● TASK: Pick out every line in the records below that contains the string "gravestone" and copy each one. Upper and lower case must match.

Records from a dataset
^^^^^^^^
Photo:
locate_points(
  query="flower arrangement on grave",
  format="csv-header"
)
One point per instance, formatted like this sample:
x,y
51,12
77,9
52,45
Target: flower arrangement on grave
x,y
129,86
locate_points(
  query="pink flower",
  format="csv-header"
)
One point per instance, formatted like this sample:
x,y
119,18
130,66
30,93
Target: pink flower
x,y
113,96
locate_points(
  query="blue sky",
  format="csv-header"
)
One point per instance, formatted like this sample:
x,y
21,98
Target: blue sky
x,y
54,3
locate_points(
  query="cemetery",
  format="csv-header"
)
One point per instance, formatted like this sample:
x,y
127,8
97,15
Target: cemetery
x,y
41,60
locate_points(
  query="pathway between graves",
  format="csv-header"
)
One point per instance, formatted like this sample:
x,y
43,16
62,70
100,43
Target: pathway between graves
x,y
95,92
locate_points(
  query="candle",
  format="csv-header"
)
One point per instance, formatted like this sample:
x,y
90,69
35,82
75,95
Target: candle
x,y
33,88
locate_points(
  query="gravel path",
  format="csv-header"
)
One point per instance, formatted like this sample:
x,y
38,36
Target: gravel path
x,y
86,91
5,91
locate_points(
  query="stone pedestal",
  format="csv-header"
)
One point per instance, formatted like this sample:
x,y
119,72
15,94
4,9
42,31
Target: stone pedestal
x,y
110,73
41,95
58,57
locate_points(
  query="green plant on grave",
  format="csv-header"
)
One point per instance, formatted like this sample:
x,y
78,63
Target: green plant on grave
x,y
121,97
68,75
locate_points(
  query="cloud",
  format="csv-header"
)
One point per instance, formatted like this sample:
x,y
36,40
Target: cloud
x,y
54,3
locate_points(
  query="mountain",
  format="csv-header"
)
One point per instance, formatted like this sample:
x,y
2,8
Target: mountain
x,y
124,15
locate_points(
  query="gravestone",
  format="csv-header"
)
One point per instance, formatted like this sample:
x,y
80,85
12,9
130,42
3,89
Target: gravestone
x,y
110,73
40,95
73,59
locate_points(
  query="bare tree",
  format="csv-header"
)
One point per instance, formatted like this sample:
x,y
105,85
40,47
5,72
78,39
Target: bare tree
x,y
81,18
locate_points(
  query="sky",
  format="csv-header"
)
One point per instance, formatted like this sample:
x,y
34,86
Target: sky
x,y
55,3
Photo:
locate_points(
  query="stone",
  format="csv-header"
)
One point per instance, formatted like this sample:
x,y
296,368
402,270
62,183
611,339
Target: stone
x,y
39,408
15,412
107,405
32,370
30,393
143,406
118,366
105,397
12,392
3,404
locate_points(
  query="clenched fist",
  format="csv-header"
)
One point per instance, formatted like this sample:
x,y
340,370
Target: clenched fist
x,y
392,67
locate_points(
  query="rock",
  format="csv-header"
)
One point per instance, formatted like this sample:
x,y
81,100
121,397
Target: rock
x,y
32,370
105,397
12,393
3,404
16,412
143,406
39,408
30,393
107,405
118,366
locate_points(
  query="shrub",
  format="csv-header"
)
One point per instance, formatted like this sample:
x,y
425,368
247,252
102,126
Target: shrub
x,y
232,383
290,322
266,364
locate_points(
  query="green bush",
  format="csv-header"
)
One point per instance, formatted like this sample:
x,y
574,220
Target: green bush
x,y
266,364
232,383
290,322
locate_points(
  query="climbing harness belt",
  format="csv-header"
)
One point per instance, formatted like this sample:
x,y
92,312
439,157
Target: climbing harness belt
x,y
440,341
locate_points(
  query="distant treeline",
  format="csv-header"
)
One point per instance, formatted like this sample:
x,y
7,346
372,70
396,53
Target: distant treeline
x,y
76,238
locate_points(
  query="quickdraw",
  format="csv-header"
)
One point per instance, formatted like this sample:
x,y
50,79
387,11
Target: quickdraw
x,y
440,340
^^^^^^^^
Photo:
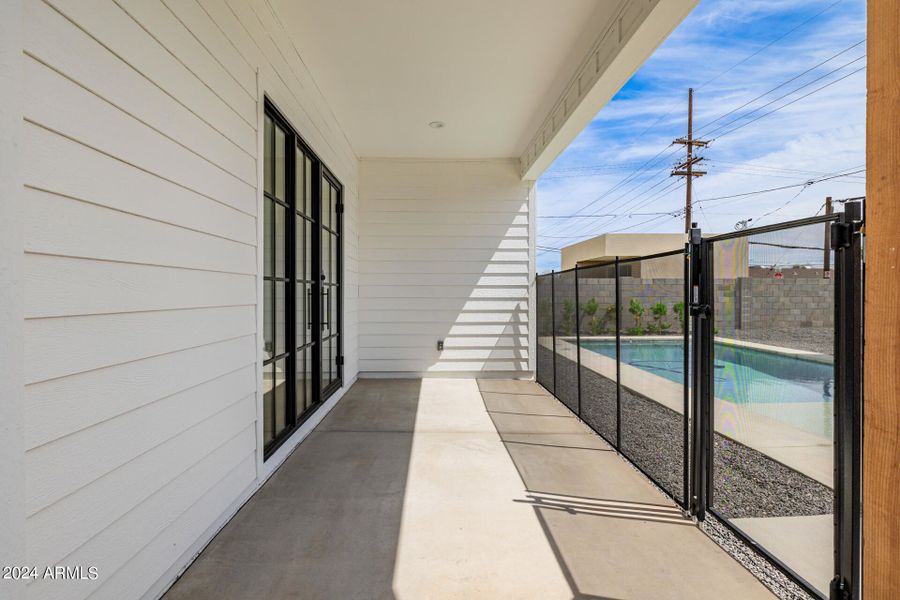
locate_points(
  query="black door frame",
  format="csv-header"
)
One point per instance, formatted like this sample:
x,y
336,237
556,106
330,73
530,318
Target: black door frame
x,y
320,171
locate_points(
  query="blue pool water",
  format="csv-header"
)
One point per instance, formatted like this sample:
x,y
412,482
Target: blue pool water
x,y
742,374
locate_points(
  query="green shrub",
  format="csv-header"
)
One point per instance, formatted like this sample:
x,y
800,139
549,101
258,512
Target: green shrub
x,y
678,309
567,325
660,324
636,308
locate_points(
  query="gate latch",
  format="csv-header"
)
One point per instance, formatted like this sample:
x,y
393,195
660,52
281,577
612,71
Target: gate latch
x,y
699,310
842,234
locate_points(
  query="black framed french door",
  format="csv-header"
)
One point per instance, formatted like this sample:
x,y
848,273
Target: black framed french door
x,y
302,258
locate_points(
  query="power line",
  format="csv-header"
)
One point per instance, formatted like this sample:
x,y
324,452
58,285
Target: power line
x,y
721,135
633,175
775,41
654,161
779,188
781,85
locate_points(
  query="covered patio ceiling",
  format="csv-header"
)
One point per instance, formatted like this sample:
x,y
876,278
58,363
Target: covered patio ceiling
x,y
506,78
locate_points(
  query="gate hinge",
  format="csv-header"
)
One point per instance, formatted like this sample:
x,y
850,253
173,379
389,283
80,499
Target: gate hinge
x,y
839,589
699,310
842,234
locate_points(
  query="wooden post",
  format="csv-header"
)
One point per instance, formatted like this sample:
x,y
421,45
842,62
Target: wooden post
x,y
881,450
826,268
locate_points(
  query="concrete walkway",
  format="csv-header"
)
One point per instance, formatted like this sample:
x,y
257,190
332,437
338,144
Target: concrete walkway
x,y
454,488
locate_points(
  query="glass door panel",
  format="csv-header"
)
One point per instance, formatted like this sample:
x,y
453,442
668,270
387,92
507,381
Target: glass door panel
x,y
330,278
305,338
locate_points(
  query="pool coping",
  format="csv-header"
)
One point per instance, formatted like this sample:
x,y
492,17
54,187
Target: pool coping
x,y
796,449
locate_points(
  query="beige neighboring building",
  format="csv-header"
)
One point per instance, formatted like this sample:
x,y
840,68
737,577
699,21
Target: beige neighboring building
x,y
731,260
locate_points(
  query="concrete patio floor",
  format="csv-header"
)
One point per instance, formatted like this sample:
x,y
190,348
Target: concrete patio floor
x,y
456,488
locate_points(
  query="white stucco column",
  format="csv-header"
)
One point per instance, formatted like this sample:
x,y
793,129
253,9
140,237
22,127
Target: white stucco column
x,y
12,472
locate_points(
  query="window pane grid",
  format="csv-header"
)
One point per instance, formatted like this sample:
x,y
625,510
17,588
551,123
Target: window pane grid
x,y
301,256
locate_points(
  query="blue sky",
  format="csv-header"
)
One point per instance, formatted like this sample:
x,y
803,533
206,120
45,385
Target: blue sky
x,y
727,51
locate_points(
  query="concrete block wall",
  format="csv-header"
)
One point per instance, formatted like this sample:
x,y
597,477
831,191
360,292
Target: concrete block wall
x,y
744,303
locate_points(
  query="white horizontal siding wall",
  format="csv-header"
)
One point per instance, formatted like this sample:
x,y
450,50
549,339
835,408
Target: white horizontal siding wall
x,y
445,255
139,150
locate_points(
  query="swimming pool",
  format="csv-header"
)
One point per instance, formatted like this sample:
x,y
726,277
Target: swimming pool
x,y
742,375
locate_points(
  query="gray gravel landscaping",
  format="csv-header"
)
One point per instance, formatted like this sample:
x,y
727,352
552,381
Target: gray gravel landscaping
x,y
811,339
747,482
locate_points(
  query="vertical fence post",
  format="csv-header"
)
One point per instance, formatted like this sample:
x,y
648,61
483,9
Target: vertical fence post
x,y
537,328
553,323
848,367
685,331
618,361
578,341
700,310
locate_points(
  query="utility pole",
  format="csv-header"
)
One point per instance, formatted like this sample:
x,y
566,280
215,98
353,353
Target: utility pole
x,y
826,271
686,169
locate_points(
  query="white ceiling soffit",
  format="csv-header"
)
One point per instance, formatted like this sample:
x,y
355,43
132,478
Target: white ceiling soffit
^^^^^^^^
● ANSWER TO THIS TASK:
  query="gravestone",
Target: gravestone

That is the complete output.